**Document extract:**
• • • • •

3 April 2025
What Price, Privacy?
We share our personal data for connectivity, convenience, and even safety. Are we always fully aware of the risks – and what should businesses who collect our data do to protect themselves and us?
Cover photo credit: Rami Al Zayat / Unsplash
Mary (not her real name) booked a car through a ride-hailing app to go from her workplace to her daughter’s pre-school, then home. After she picked her daughter up, the overly friendly driver started chatting with her toddler, even asking if she would like “uncle” to go to her school. “I suddenly realised that this guy knew where I worked, where my daughter went to school, where we live – and he has my phone number!” All the information Mary had willingly shared was handed back to her in a chilling snap as she realised how exposed her personal data had rendered her.
Every day, whether we’re aware of it or not, we navigate a conflict between safeguarding our privacy and capitalising on the advantages that come with being plugged in to the digital landscape. We readily trade our privacy for various perks, and rarely pause to reflect on the broader implications of doing so.
As we entrust our devices and apps with data such as our health patterns, precise locations, and even our financial details, our digital footprints grow deeper and the potential for harm, higher.
Why We Choose to Share
Documenting our personal lives on social media platforms like Facebook, Instagram and TikTok – from our latest travels to milestones like moving into a new home – helps us stay close to family and friends.
On professional platforms like LinkedIn, we willingly share our email addresses, educational backgrounds and work history so that we become visible to opportunities, connections and recognition that might otherwise pass us by.
For a more personalised shopping experience, we allow our preferences to be tracked. Once considered an intrusive marketing strategy, personalisation has now become an expectation: a survey conducted by McKinsey in 2021 found that over 70 per cent of consumers now expect a personalised approach, with frustration arising when personalisation falls short.
Similarly, on social media, a curated approach is key to the user experience. The success of TikTok, which became the most-downloaded app in the world in 2022, has been attributed to its personalisation algorithm. TikTok takes user profiles and engagement, processing this to serve up an endless stream of tailored content. The price of this convenience? Staggering amounts of our data.
We also freely share our personal information in the interest of safety. Live location sharing, once unthinkable, is now routine for many families and romantic partners. “Forget privacy, young internet users want to be tracked” was the headline of a Financial Times article in June 2024. Features like Apple’s “Find My”, initially used to locate lost devices, now allow us to keep track of the exact locations of our family and friends. Knowing exactly where loved ones are – whether it’s children traveling home from school or family members abroad – provides a measure of reassurance, outweighing concerns about privacy violations.
Necessity and convenience require our personal information too. Ride-hailing apps hold vast amounts of our data, from our home addresses, dining habits and travel patterns to our payment information. We have little choice but to accept their data practices, if we wish to use them.

• • • • •

**Written exercise A:**
According to the privacy article, which app became the most-downloaded app in the world in 2022?
The privacy article and the entries after it are unrelated pieces of material.

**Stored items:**
• • • • •

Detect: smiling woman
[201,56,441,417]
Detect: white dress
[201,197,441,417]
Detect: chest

• • • • •

**Written exercise B:**
In the Stored items entries, rename "Detect" to "Locate" everywhere it occurs and leave everything else unchanged.

**Exercise response A:**
TikTok

**Exercise response B:**
Locate: smiling woman
[201,56,441,417]
Locate: white dress
[201,197,441,417]
Locate: chest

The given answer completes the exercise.